# Suggestions for my next car please



## London (Sep 25, 2009)

HI all,

Now, I wish I could be saying I'm after a 2 seater and have £100,000 to spend so should I go R8, 911 or a Mk1 with a checkerboard boot but, alas, that's not my world.

The company car (A6 Avant) went back so now I'm buying it myself. Need a family car, good economy, good safety, performance not too import (we've got t'TT for that), sat nav, parking, leather, heated seats. Second hand, not too old, £15-20K, less than 30,000 miles.

Looked at the Germans but it's difficult to get the spec so the nearest I've come up with is......a Toyota Pious. Please help me!

Suggestions gratefully received.

TIA,

Ldn


----------



## Hoggy (May 8, 2002)

Hi, Mazda 6.
Hoggy.


----------



## andyTT180 (Mar 19, 2010)

not a prius [smiley=bigcry.gif]

Mercedes C class offers good looks, all your spec and within your budget and a low mileage 

http://www.autotrader.co.uk/classified/ ... ?logcode=p

New shape Audi A4 again good looks, the spec you want with a decent diesel engine

http://www.autotrader.co.uk/classified/ ... ?logcode=p

2.0 TDI A4 with better fuel economy

http://www.autotrader.co.uk/classified/ ... ?logcode=p

Passat CC's also a nice choice however this one only has half leather, but im sure you'd be able to get your spec with a search about

http://www.autotrader.co.uk/classified/ ... ?logcode=p


----------



## dzTT (Mar 11, 2009)

Saw a few 57plate A4s in your budget, not sure on spec but im sure there was a black one on pistonheads last week


----------



## London (Sep 25, 2009)

Thanks guys, certainly food for thought. I can sleep easy knowing that I have options other than a Prius!

Ldn


----------



## Kell (May 28, 2002)

Mazda 6 is a good looking car.

But I'm surprised you say you can't get a German car for the top end.

An E60 520d should be well within that budget.

Like this:

http://www.autotrader.co.uk/classified/ ... ?logcode=p










4 Doors, Automatic, Saloon, Diesel, 26,000 miles, Metallic PLATNUM GREY. BMW DAKOTA BLACK LEATHER, BMW COLOUR SCREEN PROFESSIONAL SAT\/NAV, ELECTRIC SUNSHINE ROOF, BMW MULTIFUNCTION STEERING WHEEL, FRONT AND REAR PARK SENSORS WITH DISPLAY, MEDIA PACKAGE, Computer, Headlight washers, Heated seats, Metallic paintwork, Remote locking, Metallic Paint, ABS, Air conditioning, Height adjustable drivers seat, Cruise control, Front armrest, Passenger airbag, Rear armrest, Radio\/CD, Rear headrests, Traction control, 3x3 point rear seat belts, Front fog lights, Remote central locking, Alarm, Cloth seat trim, Drivers airbag, Electrically adjustable passenger seat, Solid Paint, Heated door mirrors, Steering wheel reach adjustment, Front electric windows, Alloy wheels, Immobiliser, Side airbags, Steering wheel rake adjustment, Electric door mirrors, Rear electric windows, Electrically adjustable drivers seat, Audio remote control, Isofix child seat anchor points, Front head


----------



## richieshore (May 17, 2010)

────────

= Written tasks =
- 1) Answer these questions from the car-suggestions thread:
(a) What price range does London set for the car?
(b) Which car does Hoggy suggest?
(c) Which model does Kell say should be well within that budget?
- 2) Retype the car-suggestions thread, beginning at the words "Looked at the" and stopping after "Suggestions gratefully received.".
- 3) Write what comes next in the car-suggestions thread, starting after its final line.

(Excerpts of bounding box data)
────────

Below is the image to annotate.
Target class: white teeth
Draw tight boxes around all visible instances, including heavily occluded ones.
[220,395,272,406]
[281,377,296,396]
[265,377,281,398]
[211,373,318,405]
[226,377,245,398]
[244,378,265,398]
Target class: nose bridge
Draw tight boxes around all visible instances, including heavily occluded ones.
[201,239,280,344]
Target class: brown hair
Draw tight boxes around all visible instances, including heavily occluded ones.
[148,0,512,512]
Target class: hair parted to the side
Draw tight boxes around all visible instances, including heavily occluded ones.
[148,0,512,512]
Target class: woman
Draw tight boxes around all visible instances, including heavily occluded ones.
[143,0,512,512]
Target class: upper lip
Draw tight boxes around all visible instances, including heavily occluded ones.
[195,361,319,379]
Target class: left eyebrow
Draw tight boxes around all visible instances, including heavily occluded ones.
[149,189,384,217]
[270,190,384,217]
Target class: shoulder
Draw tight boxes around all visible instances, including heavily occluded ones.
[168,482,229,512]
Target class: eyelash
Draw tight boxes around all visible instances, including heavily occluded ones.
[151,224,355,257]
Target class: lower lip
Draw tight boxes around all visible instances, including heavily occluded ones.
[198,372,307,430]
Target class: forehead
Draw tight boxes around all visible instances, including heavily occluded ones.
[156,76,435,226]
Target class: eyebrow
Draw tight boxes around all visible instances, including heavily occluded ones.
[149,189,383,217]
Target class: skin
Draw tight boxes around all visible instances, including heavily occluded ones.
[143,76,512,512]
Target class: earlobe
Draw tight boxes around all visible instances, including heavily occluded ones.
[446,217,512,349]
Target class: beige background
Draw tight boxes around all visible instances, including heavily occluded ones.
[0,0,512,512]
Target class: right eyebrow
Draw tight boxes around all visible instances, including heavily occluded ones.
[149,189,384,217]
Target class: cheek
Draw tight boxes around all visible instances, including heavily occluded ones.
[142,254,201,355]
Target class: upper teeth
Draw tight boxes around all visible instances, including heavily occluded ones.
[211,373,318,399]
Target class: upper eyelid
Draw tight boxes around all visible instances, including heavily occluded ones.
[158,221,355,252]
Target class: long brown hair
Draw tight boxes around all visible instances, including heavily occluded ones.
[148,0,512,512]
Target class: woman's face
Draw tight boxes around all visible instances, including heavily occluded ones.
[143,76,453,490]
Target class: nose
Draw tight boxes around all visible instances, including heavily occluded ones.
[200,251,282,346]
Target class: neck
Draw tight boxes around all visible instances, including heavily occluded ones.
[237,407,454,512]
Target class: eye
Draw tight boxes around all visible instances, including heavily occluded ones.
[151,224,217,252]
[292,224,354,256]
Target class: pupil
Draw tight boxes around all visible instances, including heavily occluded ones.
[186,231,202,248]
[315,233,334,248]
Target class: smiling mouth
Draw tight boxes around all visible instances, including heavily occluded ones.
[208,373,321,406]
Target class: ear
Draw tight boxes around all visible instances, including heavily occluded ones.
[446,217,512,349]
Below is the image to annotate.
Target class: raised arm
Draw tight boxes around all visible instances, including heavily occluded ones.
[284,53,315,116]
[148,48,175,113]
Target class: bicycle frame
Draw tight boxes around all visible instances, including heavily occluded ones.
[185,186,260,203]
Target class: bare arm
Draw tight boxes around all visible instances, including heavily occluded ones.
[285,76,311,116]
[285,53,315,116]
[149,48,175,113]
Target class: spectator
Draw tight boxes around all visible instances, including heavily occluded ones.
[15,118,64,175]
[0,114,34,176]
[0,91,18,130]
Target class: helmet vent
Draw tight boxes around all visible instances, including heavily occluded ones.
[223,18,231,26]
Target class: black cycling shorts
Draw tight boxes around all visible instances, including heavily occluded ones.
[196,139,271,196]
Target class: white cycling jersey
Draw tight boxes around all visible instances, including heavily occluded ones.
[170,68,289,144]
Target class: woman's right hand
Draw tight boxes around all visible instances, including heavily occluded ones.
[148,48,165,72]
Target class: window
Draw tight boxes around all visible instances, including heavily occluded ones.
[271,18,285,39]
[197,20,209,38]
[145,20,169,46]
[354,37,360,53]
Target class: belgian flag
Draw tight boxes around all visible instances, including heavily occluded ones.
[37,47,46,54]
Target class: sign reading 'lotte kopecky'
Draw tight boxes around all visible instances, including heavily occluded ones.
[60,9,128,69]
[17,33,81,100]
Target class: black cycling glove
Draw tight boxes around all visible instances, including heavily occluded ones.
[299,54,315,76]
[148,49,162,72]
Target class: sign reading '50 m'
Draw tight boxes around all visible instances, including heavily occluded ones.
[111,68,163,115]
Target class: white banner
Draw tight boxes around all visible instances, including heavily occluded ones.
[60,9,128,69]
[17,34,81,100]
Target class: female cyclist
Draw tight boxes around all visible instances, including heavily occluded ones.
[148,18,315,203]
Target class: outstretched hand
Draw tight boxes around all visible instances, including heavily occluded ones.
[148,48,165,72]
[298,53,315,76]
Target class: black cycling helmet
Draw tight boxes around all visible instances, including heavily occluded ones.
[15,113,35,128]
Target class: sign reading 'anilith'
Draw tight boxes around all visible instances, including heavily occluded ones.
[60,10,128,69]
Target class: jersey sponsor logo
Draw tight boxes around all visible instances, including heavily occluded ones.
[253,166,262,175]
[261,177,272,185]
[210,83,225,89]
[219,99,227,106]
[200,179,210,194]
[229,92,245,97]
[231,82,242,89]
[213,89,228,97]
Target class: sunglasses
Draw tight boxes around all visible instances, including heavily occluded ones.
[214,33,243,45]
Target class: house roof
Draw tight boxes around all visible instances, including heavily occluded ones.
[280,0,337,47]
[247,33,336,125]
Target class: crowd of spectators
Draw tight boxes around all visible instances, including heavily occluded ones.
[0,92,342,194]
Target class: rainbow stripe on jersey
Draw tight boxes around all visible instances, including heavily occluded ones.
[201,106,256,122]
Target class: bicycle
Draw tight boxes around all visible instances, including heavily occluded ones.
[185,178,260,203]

────────

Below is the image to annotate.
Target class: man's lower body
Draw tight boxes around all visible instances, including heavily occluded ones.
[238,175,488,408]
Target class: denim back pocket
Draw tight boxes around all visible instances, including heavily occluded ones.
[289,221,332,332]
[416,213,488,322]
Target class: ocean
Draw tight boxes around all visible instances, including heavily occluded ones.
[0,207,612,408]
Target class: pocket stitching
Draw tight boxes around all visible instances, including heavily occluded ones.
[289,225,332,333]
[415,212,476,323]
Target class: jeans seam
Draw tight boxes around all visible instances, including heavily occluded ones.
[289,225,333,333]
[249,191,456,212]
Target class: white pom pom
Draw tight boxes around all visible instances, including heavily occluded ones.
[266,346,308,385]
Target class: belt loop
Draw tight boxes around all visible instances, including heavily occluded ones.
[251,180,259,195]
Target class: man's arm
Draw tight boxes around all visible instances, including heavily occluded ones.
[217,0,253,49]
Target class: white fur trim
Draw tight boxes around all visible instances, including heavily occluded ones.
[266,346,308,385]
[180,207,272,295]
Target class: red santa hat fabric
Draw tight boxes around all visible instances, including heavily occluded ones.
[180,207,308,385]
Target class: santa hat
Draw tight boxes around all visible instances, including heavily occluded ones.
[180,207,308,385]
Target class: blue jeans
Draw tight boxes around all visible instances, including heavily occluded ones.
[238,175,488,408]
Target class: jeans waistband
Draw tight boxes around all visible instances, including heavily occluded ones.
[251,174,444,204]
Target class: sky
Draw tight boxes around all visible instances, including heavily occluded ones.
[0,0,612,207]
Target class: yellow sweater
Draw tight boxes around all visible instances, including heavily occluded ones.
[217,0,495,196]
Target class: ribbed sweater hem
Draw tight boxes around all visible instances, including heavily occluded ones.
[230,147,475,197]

────────

= Task-by-task results =
- 1)
(a) £15-20K
(b) Mazda 6
(c) An E60 520d

- 2)
Looked at the Germans but it's difficult to get the spec so the nearest I've come up with is......a Toyota Pious. Please help me!

Suggestions gratefully received.

- 3)
Skoda superb


----------



## Arne (Dec 13, 2006)

Here is a German one that will meet your needs and requirements :wink:

http://www.autotrader.co.uk/search/used ... e-to/20000

Just bought one myself as our second car (with the TTS, they make a great combination) and we are very pleased with it


----------



## Charlie (Dec 15, 2006)

London said:


> or a Mk1 with a checkerboard boot
> 
> Ldn


LOL, what kind of tw*t would do that to their car   :roll: :lol: :lol:

Charlie


----------



## Dash (Oct 5, 2008)

How much rear-space do you need? Occasional, constant? Golf?


----------



## London (Sep 25, 2009)

Thanks again for all the suggestions. Further discussions with Mrs London unearthed new requirements (I work in London and commute on the train so she is the main driver so I do have to take some notice!). Doesn't want anything too big apparently so this excludes a rather nice 3 series estate, VW Tiguan, the 5-series, Mazda 6 and the like. So, I'm now thinking 123d M Sport 5 door, perhaps an A3 Sportback or a Golf. Trying to find one with leather and sat nav is tricky so I presume if I were to buy a good portable sat nav, I could get it wired in so I don't have cabling draped across the steering wheel?

Ldn


----------



## Jen-TT (Feb 2, 2009)

London said:


> Thanks again for all the suggestions. Further discussions with Mrs London unearthed new requirements (I work in London and commute on the train so she is the main driver so I do have to take some notice!). Doesn't want anything too big apparently so this excludes a rather nice 3 series estate, VW Tiguan, the 5-series, Mazda 6 and the like. So, I'm now thinking 123d M Sport 5 door, perhaps an A3 Sportback or a Golf. Trying to find one with leather and sat nav is tricky so I presume if I were to buy a good portable sat nav, I could get it wired in so I don't have cabling draped across the steering wheel?
> 
> Ldn


there are companies that will supply and install the factory nav system for you, obviously it wont be cheap because the actual navigation systems cost alot but its food for thought. it'll probably set you back 600-900 depending on the make/model of the car.


----------



## London (Sep 25, 2009)

Been looking at diesel Golfs, but hellfire, when did they get so expensive?

http://www.autotrader.co.uk/classif...radius/1500/page/1/postcode/sw1a1aa?logcode=p

Ldn


----------



## mooret (Jul 21, 2009)

Do not under any circumstances go for a 1 series BMW.

I had one a few years back and I can say it was one of the worst cars I've ever owned.

Too small and too harsh.


----------



## davidkoulakis (Jul 21, 2008)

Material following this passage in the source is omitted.